_Referring expression data_
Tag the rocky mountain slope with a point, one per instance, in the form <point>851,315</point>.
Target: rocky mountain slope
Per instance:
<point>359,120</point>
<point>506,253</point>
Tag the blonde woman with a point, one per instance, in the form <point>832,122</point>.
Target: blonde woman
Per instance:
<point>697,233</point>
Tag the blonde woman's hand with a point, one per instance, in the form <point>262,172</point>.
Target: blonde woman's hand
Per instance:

_ABOUT THIS TASK_
Throughout the data above, find each line that includes the string "slope"; state only how many there are.

_TASK SOLUTION_
2